**GIVEN PASSAGE:**
_ _ _ _ _ _ _

This procedure is used mainly for the treatment of snoring. The surgeon uses a laser to remove part of the soft palate and uvula. The uvula is the soft lump of tissue that hangs down in the back of the throat. The surgery takes place during several sessions in a doctor’s office. This technique may be helpful for snoring. You need to be aware that it rarely succeeds in treating OSA.



This operation involves removing the uvula, the tonsils and part of the soft palate. It is helpful for less than 50% of people who undergo the operation. But not all of them are cured. Side effects may include:

  • Severe throat pain
  • Nasal-sounding speech
  • Liquids backing up into the nose when you swallow



This surgery involves cutting the upper and lower bones of the jaws. This moves them both forward. General anaesthesia is used for the operation. The surgery requires a hospital stay of a few days. After the operation the jaw is wired shut to hold it in place for about four weeks. A liquid diet is required and weight loss often results. Once the wires are removed you may need orthodontic work to realign the teeth so they fit together properly.

_ _ _ _ _ _ _

**DATASET ENTRIES:**
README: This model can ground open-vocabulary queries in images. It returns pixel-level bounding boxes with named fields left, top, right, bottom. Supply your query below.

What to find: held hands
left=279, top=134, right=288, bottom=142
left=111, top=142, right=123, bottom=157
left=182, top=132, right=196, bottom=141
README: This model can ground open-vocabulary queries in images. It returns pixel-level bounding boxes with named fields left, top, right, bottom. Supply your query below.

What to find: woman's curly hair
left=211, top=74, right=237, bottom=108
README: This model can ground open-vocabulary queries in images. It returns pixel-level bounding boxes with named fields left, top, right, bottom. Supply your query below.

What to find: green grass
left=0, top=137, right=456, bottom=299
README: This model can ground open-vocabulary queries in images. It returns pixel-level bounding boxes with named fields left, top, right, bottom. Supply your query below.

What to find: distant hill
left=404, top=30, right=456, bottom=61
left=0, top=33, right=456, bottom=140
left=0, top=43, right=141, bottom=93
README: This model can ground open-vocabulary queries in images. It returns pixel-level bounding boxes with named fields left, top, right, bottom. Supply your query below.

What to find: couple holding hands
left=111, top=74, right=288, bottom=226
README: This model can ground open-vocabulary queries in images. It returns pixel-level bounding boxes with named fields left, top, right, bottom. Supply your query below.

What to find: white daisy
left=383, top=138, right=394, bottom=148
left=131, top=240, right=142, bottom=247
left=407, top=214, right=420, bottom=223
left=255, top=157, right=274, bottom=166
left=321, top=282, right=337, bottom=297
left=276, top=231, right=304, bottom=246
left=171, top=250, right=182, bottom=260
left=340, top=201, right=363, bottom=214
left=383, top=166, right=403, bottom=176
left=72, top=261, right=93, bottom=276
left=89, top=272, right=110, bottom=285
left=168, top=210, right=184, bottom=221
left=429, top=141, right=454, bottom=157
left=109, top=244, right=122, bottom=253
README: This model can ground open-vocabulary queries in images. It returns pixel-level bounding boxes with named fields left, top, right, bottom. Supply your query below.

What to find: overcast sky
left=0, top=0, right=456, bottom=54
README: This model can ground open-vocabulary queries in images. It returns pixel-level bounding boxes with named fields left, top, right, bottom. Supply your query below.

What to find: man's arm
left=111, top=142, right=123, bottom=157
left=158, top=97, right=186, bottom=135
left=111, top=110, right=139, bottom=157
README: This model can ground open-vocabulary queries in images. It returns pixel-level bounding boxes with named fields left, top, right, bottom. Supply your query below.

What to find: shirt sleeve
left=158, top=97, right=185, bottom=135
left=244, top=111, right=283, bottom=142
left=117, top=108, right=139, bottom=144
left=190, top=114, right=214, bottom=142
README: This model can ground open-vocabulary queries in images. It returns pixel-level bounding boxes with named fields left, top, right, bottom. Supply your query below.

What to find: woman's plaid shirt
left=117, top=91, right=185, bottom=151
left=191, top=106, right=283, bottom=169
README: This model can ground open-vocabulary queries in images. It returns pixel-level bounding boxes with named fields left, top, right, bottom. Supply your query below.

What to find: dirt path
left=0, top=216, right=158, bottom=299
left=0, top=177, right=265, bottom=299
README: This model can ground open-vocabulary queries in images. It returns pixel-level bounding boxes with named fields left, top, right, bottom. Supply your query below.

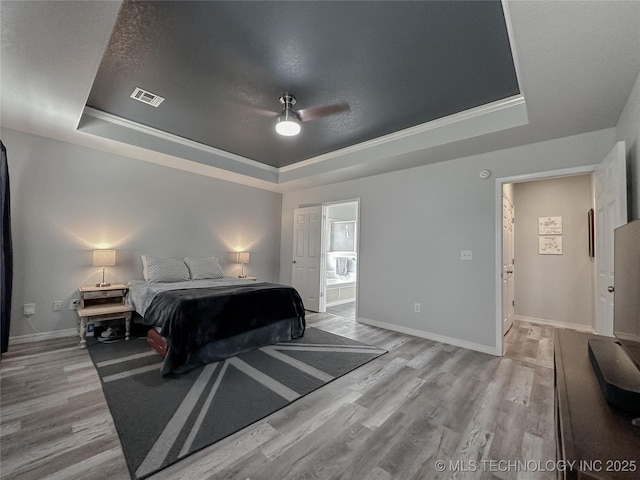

_ _ _ _ _ _ _

**WORK TASK 1:** In the passage on surgery for snoring and sleep apnea, how long does the jaw stay wired shut after the jaw operation?
**WORK TASK 2:** Carry on the passage on surgery for snoring and sleep apnea, starting after its final sentence.
The listing is separate material from the passage on surgery for snoring and sleep apnea.

**ANSWER BOX 1:** About four weeks.

**ANSWER BOX 2:**
This treatment is time-consuming and expensive, but its results are positive for many people. It works best for people who are born with a jaw that is either smaller than normal or that is set too far back.



This surgery is rarely used to treat sleep apnoea. It is performed only in severe cases of OSA when all other options have failed. It involves the recreation of a small surgical opening in the throat. The opening is located in the windpipe below the larynx. The tracheostomy bypasses any obstructions in the throat. This allows air to flow freely into the lungs while you are sleeping. The opening is covered during the day and normal breathing and speech resume.


Using only medications to treat snoring and OSA has limited benefits. They may be most useful for treating mild sleep apnoea. They may also be one part of an overall treatment programme.



Over the counter nasal sprays that help clear the nasal passages can be habit forming. They should be used for only a few days. Prescription anti-allergy nasal sprays might improve Obstructive Sleep Apnoea by helping to unblock the nose. You should be aware that it takes days or weeks for the spray to work. By themselves, nasal sprays do not fully control OSA. Nasal sprays tend to be ineffective if there is a permanent nasal blockage. This may be caused by a deviated septum or other abnormality.



Oral medication to relieve nasal congestion may help you breathe better through your nose. But they are rarely a successful treatment for sleep apnoea. They also can make it hard for you to fall asleep and stay asleep.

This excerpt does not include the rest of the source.